Items listed in a dataset

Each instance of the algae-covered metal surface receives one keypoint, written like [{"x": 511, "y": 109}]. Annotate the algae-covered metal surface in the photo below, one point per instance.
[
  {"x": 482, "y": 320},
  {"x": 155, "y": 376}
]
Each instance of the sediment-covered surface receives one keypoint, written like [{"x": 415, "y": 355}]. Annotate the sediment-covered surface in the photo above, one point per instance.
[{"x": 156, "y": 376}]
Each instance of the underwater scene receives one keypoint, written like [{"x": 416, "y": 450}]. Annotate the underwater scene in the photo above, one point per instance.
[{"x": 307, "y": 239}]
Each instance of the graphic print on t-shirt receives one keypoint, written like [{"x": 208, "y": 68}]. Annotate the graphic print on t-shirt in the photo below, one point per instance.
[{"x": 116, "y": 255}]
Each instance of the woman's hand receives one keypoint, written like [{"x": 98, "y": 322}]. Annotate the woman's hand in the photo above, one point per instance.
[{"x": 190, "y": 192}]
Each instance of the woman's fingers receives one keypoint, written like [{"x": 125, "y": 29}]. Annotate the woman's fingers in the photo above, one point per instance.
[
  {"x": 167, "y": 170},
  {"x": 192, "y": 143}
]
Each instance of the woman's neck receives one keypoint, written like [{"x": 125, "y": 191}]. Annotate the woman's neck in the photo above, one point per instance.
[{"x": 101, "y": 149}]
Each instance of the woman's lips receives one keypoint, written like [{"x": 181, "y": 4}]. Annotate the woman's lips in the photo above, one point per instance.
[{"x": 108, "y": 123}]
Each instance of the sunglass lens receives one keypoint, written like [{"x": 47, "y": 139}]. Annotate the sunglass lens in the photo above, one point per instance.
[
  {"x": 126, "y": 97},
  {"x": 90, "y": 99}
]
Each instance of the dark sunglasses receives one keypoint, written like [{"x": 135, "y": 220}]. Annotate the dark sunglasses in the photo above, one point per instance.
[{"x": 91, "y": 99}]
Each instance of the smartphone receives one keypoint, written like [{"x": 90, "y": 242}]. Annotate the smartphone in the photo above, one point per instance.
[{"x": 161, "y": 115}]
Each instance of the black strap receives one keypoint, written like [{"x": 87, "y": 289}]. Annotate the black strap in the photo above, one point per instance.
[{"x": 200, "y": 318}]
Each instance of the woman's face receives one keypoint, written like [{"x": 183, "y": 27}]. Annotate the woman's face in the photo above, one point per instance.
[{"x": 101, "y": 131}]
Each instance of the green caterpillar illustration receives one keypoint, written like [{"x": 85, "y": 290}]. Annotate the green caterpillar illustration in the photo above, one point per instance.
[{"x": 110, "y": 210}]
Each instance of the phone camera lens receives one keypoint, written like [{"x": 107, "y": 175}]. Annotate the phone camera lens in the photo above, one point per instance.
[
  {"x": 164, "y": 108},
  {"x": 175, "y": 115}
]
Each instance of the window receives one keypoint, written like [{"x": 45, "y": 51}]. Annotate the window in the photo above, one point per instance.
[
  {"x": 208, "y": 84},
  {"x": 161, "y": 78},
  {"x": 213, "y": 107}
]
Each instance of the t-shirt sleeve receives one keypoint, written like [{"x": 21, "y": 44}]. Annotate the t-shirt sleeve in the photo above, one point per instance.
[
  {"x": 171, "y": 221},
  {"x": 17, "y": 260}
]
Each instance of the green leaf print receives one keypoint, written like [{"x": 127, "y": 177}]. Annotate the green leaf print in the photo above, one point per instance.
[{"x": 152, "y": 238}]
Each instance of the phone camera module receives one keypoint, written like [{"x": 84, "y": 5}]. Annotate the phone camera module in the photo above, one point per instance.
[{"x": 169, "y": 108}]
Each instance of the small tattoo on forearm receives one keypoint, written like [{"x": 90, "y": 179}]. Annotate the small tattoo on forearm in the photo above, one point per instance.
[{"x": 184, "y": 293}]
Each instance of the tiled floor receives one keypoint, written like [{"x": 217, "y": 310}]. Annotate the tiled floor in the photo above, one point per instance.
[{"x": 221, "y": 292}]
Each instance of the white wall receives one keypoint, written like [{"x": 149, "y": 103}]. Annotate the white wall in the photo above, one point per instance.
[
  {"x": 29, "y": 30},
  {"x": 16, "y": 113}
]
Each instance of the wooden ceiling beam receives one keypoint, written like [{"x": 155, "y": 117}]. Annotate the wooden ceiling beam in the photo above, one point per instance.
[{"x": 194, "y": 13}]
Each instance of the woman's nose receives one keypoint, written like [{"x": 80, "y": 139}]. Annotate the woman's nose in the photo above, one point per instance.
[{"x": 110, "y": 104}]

### Exercise:
Set down the records above once more, exactly as given.

### Task solution:
Each instance of the algae-covered metal surface receives one keypoint, written like [{"x": 511, "y": 109}]. Annotate the algae-covered metal surface in the photo below, one point per instance.
[
  {"x": 482, "y": 320},
  {"x": 155, "y": 376}
]
Each instance of the sediment-covered surface receives one keypoint, written like [{"x": 415, "y": 355}]. Annotate the sediment-covered surface in the photo above, one point per instance.
[{"x": 156, "y": 376}]
Each instance of the underwater scene receives one keypoint, written like [{"x": 416, "y": 450}]. Annotate the underwater scene in the photo above, one point per instance.
[{"x": 307, "y": 239}]
Each instance of the graphic print on t-shirt receives one keypoint, written like [{"x": 208, "y": 68}]. Annotate the graphic print on t-shirt in the photo below, one point per instance.
[{"x": 116, "y": 255}]
Each instance of the woman's hand receives one keypoint, written like [{"x": 98, "y": 322}]. Annotate the woman's hand in the photo above, one point per instance.
[{"x": 190, "y": 192}]
Each instance of the woman's fingers receives one keypoint, written like [{"x": 125, "y": 29}]. Annotate the woman's fingers in the photo above, one point per instance.
[
  {"x": 167, "y": 170},
  {"x": 192, "y": 143}
]
Each instance of the woman's neck receives one keypoint, written like [{"x": 125, "y": 191}]. Annotate the woman's neck in the photo above, one point per instance.
[{"x": 101, "y": 149}]
Each instance of the woman's lips receives one keypoint, written like [{"x": 181, "y": 4}]. Annotate the woman's lips in the photo above, one point per instance.
[{"x": 108, "y": 123}]
Each instance of the sunglass lens receives one keypoint, written like [{"x": 47, "y": 139}]. Annotate the sunglass lens in the photo above, one point per instance.
[
  {"x": 126, "y": 97},
  {"x": 90, "y": 99}
]
Each instance of the dark sunglasses receives one keypoint, written like [{"x": 135, "y": 220}]. Annotate the dark sunglasses in the photo above, one point per instance.
[{"x": 91, "y": 99}]
Each instance of the smartphone receives one keypoint, written like [{"x": 90, "y": 242}]. Annotate the smartphone in the photo above, one point per instance.
[{"x": 161, "y": 115}]
Each instance of the black strap receives one keypoint, written like [{"x": 87, "y": 289}]. Annotate the black strap in the photo above, one point per instance.
[{"x": 200, "y": 318}]
Each instance of the woman's face receives one keypoint, written like [{"x": 183, "y": 27}]. Annotate the woman's face in the photo above, one point per instance.
[{"x": 101, "y": 131}]
Each instance of the green caterpillar illustration receives one keypoint, written like [{"x": 85, "y": 290}]. Annotate the green caterpillar illustration in the photo above, one point per instance.
[{"x": 110, "y": 210}]
Each instance of the phone camera lens receives one keypoint, written like [{"x": 107, "y": 175}]. Annotate the phone camera lens in the photo above, one point per instance.
[
  {"x": 164, "y": 108},
  {"x": 175, "y": 115}
]
Each instance of the window receives one keypoint, written like [{"x": 45, "y": 51}]. Annotate the window in the photo above, one point per instance.
[
  {"x": 208, "y": 84},
  {"x": 161, "y": 78},
  {"x": 213, "y": 107}
]
Each instance of the t-shirt sleeve receives one keypoint, written like [{"x": 21, "y": 44}]. Annotate the t-shirt sleeve in the photo above, one point per instance.
[
  {"x": 171, "y": 221},
  {"x": 17, "y": 260}
]
Each instance of the green leaf print receives one keypoint, written like [{"x": 127, "y": 177}]. Annotate the green leaf print in the photo above, one point per instance.
[{"x": 152, "y": 238}]
Each instance of the phone camera module receives one keypoint, written like [{"x": 84, "y": 5}]. Annotate the phone camera module in the photo above, one point per instance.
[{"x": 169, "y": 108}]
Each instance of the small tattoo on forearm receives one keypoint, written like [{"x": 90, "y": 179}]. Annotate the small tattoo on forearm in the photo above, one point per instance.
[{"x": 184, "y": 293}]
Each instance of the tiled floor receives one keypoint, written like [{"x": 217, "y": 310}]. Annotate the tiled floor in the photo above, one point per instance.
[{"x": 221, "y": 292}]
Each instance of the white wall receives one keypoint, written like [{"x": 149, "y": 103}]. Annotate the white wall in the photo above, one point per instance.
[
  {"x": 29, "y": 30},
  {"x": 16, "y": 113}
]
Each instance of the wooden ceiling beam receives one keypoint, written like [{"x": 155, "y": 117}]. Annotate the wooden ceiling beam in the photo above, one point per instance.
[{"x": 194, "y": 13}]
Each instance of the woman's nose receives one keypoint, written like [{"x": 80, "y": 139}]. Annotate the woman's nose in the photo above, one point per instance.
[{"x": 110, "y": 104}]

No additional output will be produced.